# GIVEN PASSAGE start

Bringing the learning home (Australian Learning & Teaching Council)

Re-entry

Being home

I have been home for almost two months, and I wouldn’t say I am struggling to cope with the change, but it’s certainly a lot different to what I expected. I thought the experience of returning to Australia would leave me in despair, because of the final few incredibly intense days I spent in Los Angeles. The fourth of July was my last night in the city and rather than heading out, drinking and partying, I spent it watching fireworks outside my window with my best friend. It was the most magical moment of my life, it could have come straight from a scene in a Hollywood movie, but it happened to me and I am very grateful. While watching the fireworks show, I thought about home and how nothing could ever be this good again.

In reality, and in the present day I am very happy. I don’t think there was anything anti-climactic about going home at all. In fact, I knew that coming home was a huge part of exchange. It wasn’t a negative experience, as I thought it would be. I really wanted to see my family, I missed them a lot. There are only so many places in the world you can visit, without feeling the hollowness that comes with not having your family beside you.

I haven’t seen all my friends from home yet, but I regularly meet up with a few of my closest friends. I feel like I need that interaction, otherwise I will probably go crazy. It is difficult to stay motivated for uni, and since I am only there once a week, I’ve been looking for a job. I’m in the transition stage between university and the real world. I feel like this is one of those things that’s not as bad as it seems to be.

Anyway, I hope everyone who has recently come back from overseas is settling in and sorting out their new lives 🙂

Good luck!


Coming Home

I was meant to stay for the full year… but family issues are making me come home early. I’m still deciding whether or not it is the best decision, but really I’ll only be missing out on 4 months… I would have been here for 8. I think I’m at peace with the decision, I just hope I don’t regret it. I don’t think I will, but it will be a huge shock to go back to Australia 4 months before I was meant to. It seems meant to be though, there are just so many things going on I don’t think I can handle being on the other side of the world.

I’m so happy to have been here for the time that I have had… but I think I’m ready to go home.


Home again

I leave within the month to return to Australia. I have this acceptance that I have to leave. I want to go home, but I wouldn’t mind if I stayed here for another 6 months.
It’s strange for me to explain how I feel. It’s not like homesickness where I would cry and feel sorry for being in such a stupid town in stupid old Germany full of stupid people with stupid ancient buildings.
Now I just feel like, I know what it’s like to live in Bavaria. (I say Bavaria because it is the richest state in Germany) and I think I’d be happier in Australia.

# GIVEN PASSAGE end

Answer these questions from the re-entry posts.
(a) How did the writer spend the fourth of July in Los Angeles?
(b) In the post headed "Coming Home," how many months does the writer say they will miss out on by leaving early?
(c) Which German state is named in the last post, and what reason is given for naming it?

# DATASET EXTRACT start

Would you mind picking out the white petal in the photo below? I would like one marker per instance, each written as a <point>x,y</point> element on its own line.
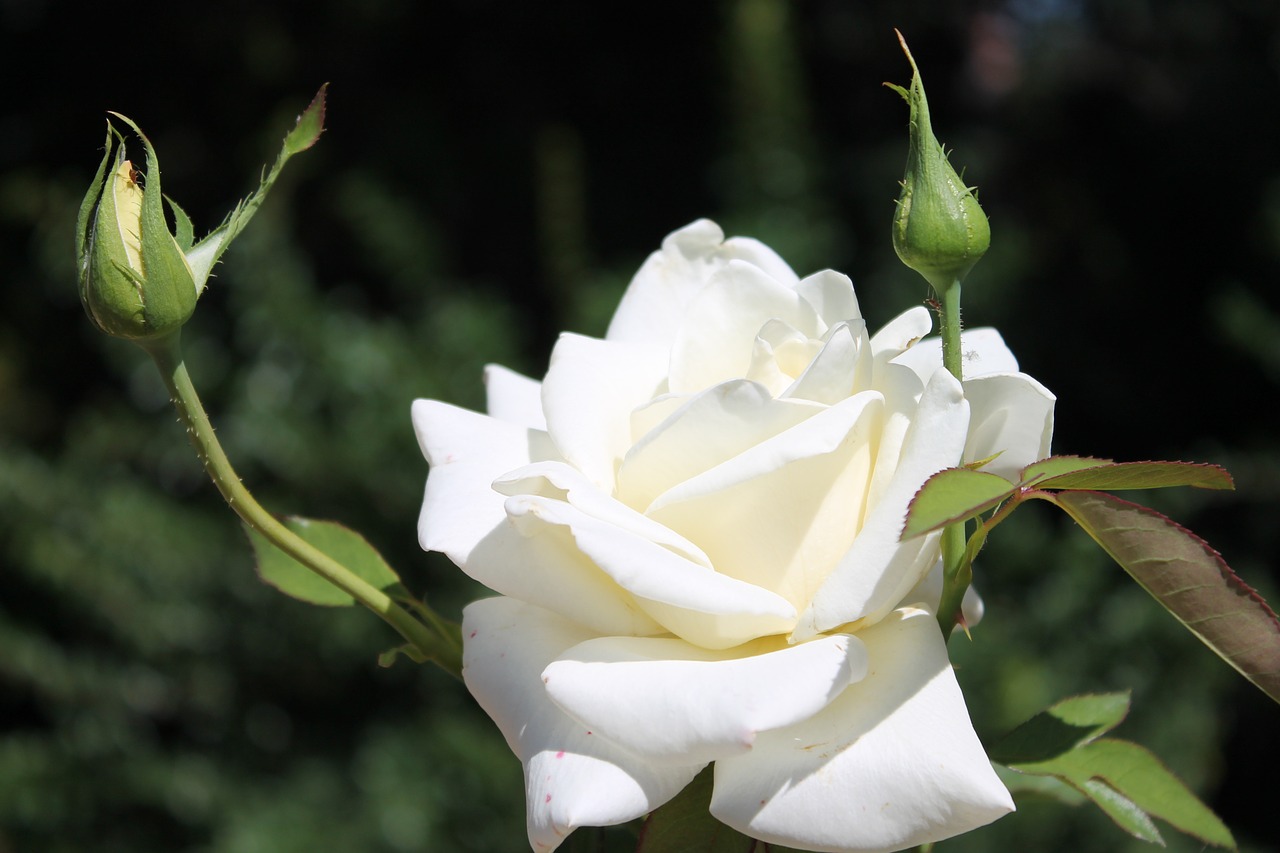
<point>708,429</point>
<point>982,350</point>
<point>653,306</point>
<point>1013,415</point>
<point>466,452</point>
<point>589,393</point>
<point>675,702</point>
<point>781,514</point>
<point>878,570</point>
<point>572,776</point>
<point>690,600</point>
<point>901,333</point>
<point>721,324</point>
<point>513,397</point>
<point>543,565</point>
<point>891,763</point>
<point>466,519</point>
<point>840,369</point>
<point>565,483</point>
<point>831,295</point>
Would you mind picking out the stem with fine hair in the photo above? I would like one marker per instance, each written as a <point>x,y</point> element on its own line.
<point>956,571</point>
<point>167,355</point>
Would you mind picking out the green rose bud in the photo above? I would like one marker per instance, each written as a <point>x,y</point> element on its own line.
<point>940,231</point>
<point>135,279</point>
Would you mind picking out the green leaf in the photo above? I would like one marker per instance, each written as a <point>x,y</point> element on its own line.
<point>685,824</point>
<point>1141,475</point>
<point>1059,465</point>
<point>1061,728</point>
<point>1130,784</point>
<point>1121,810</point>
<point>306,131</point>
<point>1048,787</point>
<point>310,124</point>
<point>343,544</point>
<point>1185,575</point>
<point>952,496</point>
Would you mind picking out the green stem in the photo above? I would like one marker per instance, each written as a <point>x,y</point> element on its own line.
<point>956,571</point>
<point>168,357</point>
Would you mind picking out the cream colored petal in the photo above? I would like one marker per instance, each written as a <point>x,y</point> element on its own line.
<point>878,570</point>
<point>708,429</point>
<point>675,702</point>
<point>781,514</point>
<point>691,601</point>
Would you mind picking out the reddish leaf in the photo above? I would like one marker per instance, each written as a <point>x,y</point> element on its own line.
<point>1137,475</point>
<point>1188,576</point>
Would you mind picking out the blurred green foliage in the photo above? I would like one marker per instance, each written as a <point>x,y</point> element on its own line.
<point>493,174</point>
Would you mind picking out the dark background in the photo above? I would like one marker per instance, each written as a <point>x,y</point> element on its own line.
<point>493,173</point>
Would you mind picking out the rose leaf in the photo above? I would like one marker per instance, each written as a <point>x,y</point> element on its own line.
<point>1136,475</point>
<point>1132,785</point>
<point>951,496</point>
<point>1188,576</point>
<point>1061,728</point>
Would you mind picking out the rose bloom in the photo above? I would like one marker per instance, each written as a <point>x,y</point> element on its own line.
<point>693,527</point>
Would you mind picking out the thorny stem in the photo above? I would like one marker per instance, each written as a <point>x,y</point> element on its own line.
<point>956,570</point>
<point>168,357</point>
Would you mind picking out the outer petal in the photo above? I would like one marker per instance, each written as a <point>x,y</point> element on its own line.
<point>832,296</point>
<point>466,452</point>
<point>721,324</point>
<point>982,349</point>
<point>572,776</point>
<point>653,308</point>
<point>1013,415</point>
<point>513,397</point>
<point>891,763</point>
<point>901,333</point>
<point>675,702</point>
<point>878,570</point>
<point>589,393</point>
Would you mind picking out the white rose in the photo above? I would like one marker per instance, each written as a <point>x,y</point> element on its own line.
<point>694,529</point>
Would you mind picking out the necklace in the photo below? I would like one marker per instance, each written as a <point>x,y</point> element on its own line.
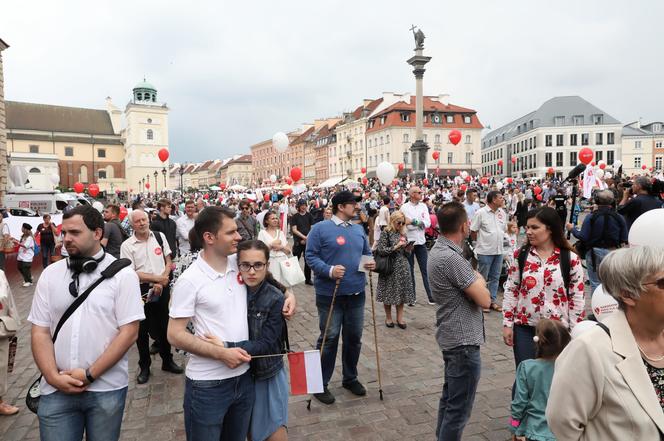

# DATASET EXTRACT end

**RESULT BELOW**
(a) The writer watched fireworks outside their window with their best friend.
(b) Four months.
(c) Bavaria, because it is the richest state in Germany.